◆ **EXTRACT PROVIDED**

REVIEW, TITUS ANDRONICUS
 CALIFORNIA SHAKESPEARE FESTIVAL,
BRUNS MEMORIAL AMPHITHEATER,
 ORINDA, CALIFORNIA
 June 1-26, 2011

With over 200 American Shakespeare Festivals vying for the attention of summer audiences, it doesn’t hurt to combine the great California outdoors with a core company of seasoned professionals and the bloody revenge tale of Titus Andronicus. California Shakespeare Theater Director Joel Sass certainly understands the fine art of ripped out tongues, spurting blood, impaled warriors and brassy staging. He also knows how to cast a few good men and a strong supporting cast and inspire them to tell one hell of a story.

It took 37-years for Cal Shakes to tackle Titus and Sass’s flamboyant touches, Paloma H. Young’s creative costume designs and Emily Green’s simple, yet exquisite scene design surrounded by the brown hills and luscious forests of Orinda’s Siesta Valley made it worth the wait. Cal Shakes Artistic Director Jonathan Moscone set the stage with his program note and asks all the right questions: “Titus Andronicus was written when revenge plays were all the rage. Was it because everyone was turned on by gore and bear-baiting? Or was there something subversive going on with Shakespeare and his contemporaries? Were they showing their audience what the world would be like without a reigning moral compass; without a sense of human responsibility for the actions rendered upon others; without a societal imperative to end the cycles of aggression, each apparent victory only fueling the next act of revenge?”

◆ **PROVIDED DATA**
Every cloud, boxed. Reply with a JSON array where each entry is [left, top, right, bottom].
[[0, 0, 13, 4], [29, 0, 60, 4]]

◆ **TASK REQUIREMENTS**
According to the Titus Andronicus review, who created the costume designs for the production? The lines above are separate material, apart from the review.

◆ **SOLUTION**
Paloma H. Young